===== TEKST

Aan de hand daarvan kunt u zich wanneer u dat leest een beeld vormen van mijn inzicht in dit geheim van Christus.

Nu gaan wij het meemaken dat dit geheim ook voor ons onthuld gaat worden. Zo gaan we ontdekken wat wij niets wisten en Paulus inmiddels wel weet. Daarbij noteren wij dat het gaat om een geheim van Christus. Het is iets wat Jezus met zich mee dracht het is Zijn geheim.  

[5] Welke in andere eeuwen de kinderen der mensen niet is bekend gemaakt, gelijk zij nu is geopenbaard aan Zijn heilige apostelen en profeten door de Geest.

Het is in vorige generaties niet aan de mensen onthuld, maar nu door de Geest geopenbaard aan zijn heilige apostelen en profeten 

Wij kunnen de vorige generaties niet verwijten dat zij daar niet van op de hoogte waren want het was hen niet bekend gemaakt. Maar nu is het aan het licht gekomen via de Heilige apostelen de Profeten. Daarbij is het goed om ons te realiseren dat het hier niet gaat om de profeten van het Oude Testament maar om de profeten van het Nieuwe testament.   

[6] Namelijk dat de heidenen zijn mede-erfgenamen en van het zelfde lichaam en medegenoten zijner belofte in Christus door het Evangelie;

Ook mensen uit andere volkeren delen door hun eenheid met Christus Jezus in de erfenis, zij maken deel uit van het zelfde lichaam en hebben ook deel aan de belofte door middel van het Evangelie.

Dan gaat het ineens over een 'lichaam' waar zowel de mensen van het volk als ook de mensen van andere volken deel van uit kunnen maken. Wie zijn dan de mensen van het eerste volk? Dat eerste volk is Israël. Israël staat in het centrum van Gods plan. Maar nu kunnen andere mensen uit andere volken ook meedoen. Dat wil zeggen als zij één zijn met Christus. Dus de eenheid met Christus dat is de voorwaarde en die voorwaarde geldt voor Jood en heiden. Om tot dit lichaam te behoren moet je deel uitmaken van Christus. Zoals omschreven in (Johannes 15; 1 Corinthiërs 12:12-31). 

[7] Waarvan ik een dienaar geworden ben naar de gave van de genade Gods, die mij gegeven is naar de werking Zijner kracht, die in mij werkt. 

Van dat evangelie ben ik dienaar geworden door de gave van Gods genade, die ik ontvangen heb door Zijn kracht die in mij werkt. 

Paulus werkt in dienst van het evangelie, en dat beschouwt hij als een genade gave, zoals beschreven in (1 Korinthe12:7-13)  

[8] Mij de allerminste van alle heiligen, is deze genade gegeven om onder de heidenen door het Evangelie te verkondigen de onnaspeurlijke genade van Christus.

Mij de allerminste van alle heiligen, is de genade geschonken om de heidense volken de ondoorgrondelijke rijkdoem van Christus te verkondigen.

==========
===== GEGEVENS

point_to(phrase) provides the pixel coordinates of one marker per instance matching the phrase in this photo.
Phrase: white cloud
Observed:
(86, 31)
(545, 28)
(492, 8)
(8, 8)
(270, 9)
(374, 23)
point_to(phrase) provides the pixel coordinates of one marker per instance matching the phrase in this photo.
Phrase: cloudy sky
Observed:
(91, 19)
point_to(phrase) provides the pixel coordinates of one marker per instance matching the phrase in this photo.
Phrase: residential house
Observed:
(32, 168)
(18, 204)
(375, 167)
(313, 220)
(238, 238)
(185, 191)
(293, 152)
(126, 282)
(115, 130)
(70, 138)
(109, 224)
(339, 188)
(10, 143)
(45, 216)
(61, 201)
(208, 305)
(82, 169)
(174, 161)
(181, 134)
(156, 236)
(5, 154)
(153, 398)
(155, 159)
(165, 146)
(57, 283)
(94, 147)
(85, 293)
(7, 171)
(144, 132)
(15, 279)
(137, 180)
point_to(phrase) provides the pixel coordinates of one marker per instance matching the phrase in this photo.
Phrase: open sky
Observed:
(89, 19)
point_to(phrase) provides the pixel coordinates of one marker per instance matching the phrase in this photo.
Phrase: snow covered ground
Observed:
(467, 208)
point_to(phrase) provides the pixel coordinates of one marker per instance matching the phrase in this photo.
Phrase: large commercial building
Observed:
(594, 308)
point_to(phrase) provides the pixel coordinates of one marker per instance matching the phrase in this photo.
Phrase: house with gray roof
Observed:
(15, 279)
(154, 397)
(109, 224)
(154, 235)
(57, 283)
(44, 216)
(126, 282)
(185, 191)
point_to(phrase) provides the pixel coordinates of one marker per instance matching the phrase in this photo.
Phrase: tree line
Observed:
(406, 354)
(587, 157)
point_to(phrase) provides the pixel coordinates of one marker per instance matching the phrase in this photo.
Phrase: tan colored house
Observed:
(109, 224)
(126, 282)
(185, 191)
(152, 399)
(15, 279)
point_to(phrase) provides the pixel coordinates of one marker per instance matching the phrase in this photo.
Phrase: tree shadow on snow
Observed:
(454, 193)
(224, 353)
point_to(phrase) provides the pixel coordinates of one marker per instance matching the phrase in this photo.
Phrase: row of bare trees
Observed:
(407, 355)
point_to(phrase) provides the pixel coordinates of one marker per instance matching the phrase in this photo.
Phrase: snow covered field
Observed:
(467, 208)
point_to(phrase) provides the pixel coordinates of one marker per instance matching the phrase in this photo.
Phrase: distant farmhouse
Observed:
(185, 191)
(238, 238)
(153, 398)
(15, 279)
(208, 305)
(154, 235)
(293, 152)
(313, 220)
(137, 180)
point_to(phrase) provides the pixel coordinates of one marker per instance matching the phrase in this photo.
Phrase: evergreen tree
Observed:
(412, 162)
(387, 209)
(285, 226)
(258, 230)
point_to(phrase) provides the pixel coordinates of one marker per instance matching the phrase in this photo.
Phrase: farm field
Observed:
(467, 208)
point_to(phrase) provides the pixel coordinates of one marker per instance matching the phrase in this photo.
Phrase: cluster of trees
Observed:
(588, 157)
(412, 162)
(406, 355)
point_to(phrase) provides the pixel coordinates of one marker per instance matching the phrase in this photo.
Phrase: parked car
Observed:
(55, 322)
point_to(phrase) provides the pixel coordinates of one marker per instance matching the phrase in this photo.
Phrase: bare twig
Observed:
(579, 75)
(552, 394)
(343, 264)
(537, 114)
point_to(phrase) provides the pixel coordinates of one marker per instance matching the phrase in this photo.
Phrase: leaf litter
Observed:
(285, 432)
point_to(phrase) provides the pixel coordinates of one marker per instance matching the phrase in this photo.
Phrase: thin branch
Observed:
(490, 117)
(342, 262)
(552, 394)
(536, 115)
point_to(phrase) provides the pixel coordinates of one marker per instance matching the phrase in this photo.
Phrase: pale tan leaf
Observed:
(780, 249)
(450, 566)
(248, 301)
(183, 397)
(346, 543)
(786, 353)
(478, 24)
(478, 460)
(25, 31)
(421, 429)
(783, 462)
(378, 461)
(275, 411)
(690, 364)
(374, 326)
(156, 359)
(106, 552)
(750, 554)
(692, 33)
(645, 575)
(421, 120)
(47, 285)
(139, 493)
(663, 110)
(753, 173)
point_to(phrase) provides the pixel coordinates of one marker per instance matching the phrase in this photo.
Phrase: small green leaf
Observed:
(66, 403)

==========

TAKENLIJST>
- A) Geef voor elk van de volgende beweringen aan of ze overeenkomt met de tekst, en citeer letterlijk de woorden uit de tekst die de doorslag geven: (i) Met de profeten zijn hier de profeten van het Oude Testament bedoeld. (ii) De eenheid met Christus is een voorwaarde die geldt voor zowel Jood als heiden. (iii) Israël staat in het centrum van Gods plan.
- B) Vat de tekst samen in twee zinnen.
- C) Herhaal het gedeelte van de tekst letterlijk, vanaf "Het is in vorige" tot en met "het Nieuwe testament.".

UITGEWERKTE ANTWOORDEN>
- A)
(i) Nee: "dat het hier niet gaat om de profeten van het Oude Testament maar om de profeten van het Nieuwe testament."
(ii) Ja: "Dus de eenheid met Christus dat is de voorwaarde en die voorwaarde geldt voor Jood en heiden."
(iii) Ja: "Israël staat in het centrum van Gods plan."

- B) Het geheim van Christus was in vorige generaties niet aan de mensen bekendgemaakt, maar is nu door de Geest geopenbaard aan de heilige apostelen en de profeten van het Nieuwe Testament. Dat geheim houdt in dat naast Israël ook mensen uit andere volken door hun eenheid met Christus delen in de erfenis, het lichaam en de belofte, en Paulus is door de gave van Gods genade dienaar van dat evangelie geworden.

- C)
Het is in vorige generaties niet aan de mensen onthuld, maar nu door de Geest geopenbaard aan zijn heilige apostelen en profeten 

Wij kunnen de vorige generaties niet verwijten dat zij daar niet van op de hoogte waren want het was hen niet bekend gemaakt. Maar nu is het aan het licht gekomen via de Heilige apostelen de Profeten. Daarbij is het goed om ons te realiseren dat het hier niet gaat om de profeten van het Oude Testament maar om de profeten van het Nieuwe testament.